**Potongan Teks:**

----

Oleh Nurul Jubaedah,
S.Ag.,S.Pd.,M.Ag
Guru SKI MTsN 2 Garut
Duta Literasi Kabupaten
Garut
Kabid Humas AGERLIP PGM
Indonesia
(Naskah ke 178)
Pendidikan selalu menjadi inti peradaban, namun sering
kali kita terjebak pada rutinitas akademis yang hanya menekankan angka dan
capaian kognitif. Anugerah Gapura Pancawaluya 2025 hadir sebagai pengingat
bahwa pendidikan sejatinya adalah perjalanan membentuk manusia utuh, bukan
sekadar tumpukan sertifikat. Refleksi ini mengajak kita melihat bagaimana
nilai-nilai kearifan lokal Sunda cageur, bageur, bener, pinter, jeung singer
dapat menjadi kompas dalam membangun generasi masa depan.

----

**Tujuan Latihan:**
Perbarui bagian teks refleksi pendidikan mulai dari "Pendidikan selalu menjadi" sampai dengan "generasi masa depan." dengan mengganti "kompas" menjadi "pedoman", lalu tuliskan kembali bagian itu.

**Bahan yang Disediakan:**
----

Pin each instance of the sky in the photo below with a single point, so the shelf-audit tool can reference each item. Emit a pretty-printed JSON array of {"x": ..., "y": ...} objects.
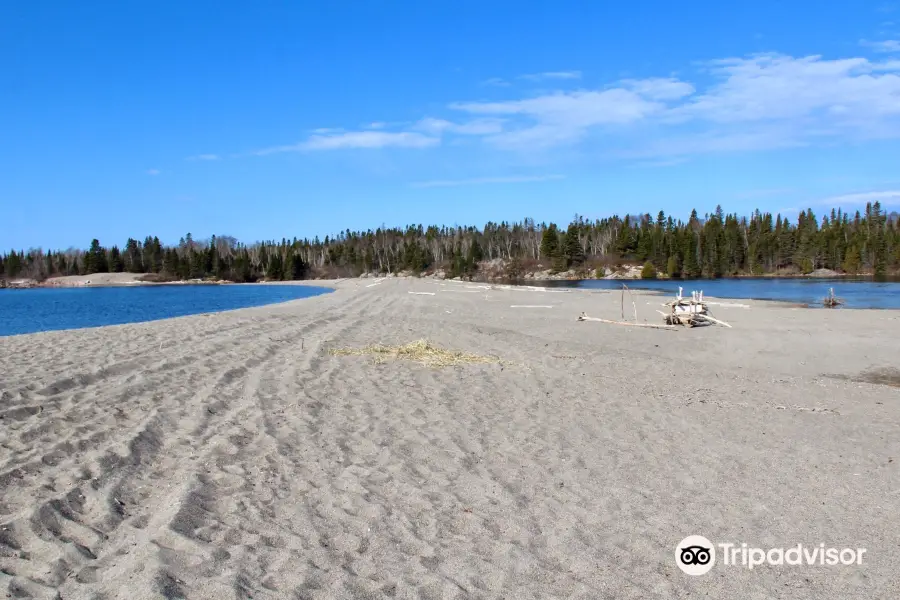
[{"x": 265, "y": 119}]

----

**Jawaban Tugas:**
Pendidikan selalu menjadi inti peradaban, namun sering
kali kita terjebak pada rutinitas akademis yang hanya menekankan angka dan
capaian kognitif. Anugerah Gapura Pancawaluya 2025 hadir sebagai pengingat
bahwa pendidikan sejatinya adalah perjalanan membentuk manusia utuh, bukan
sekadar tumpukan sertifikat. Refleksi ini mengajak kita melihat bagaimana
nilai-nilai kearifan lokal Sunda cageur, bageur, bener, pinter, jeung singer
dapat menjadi pedoman dalam membangun generasi masa depan.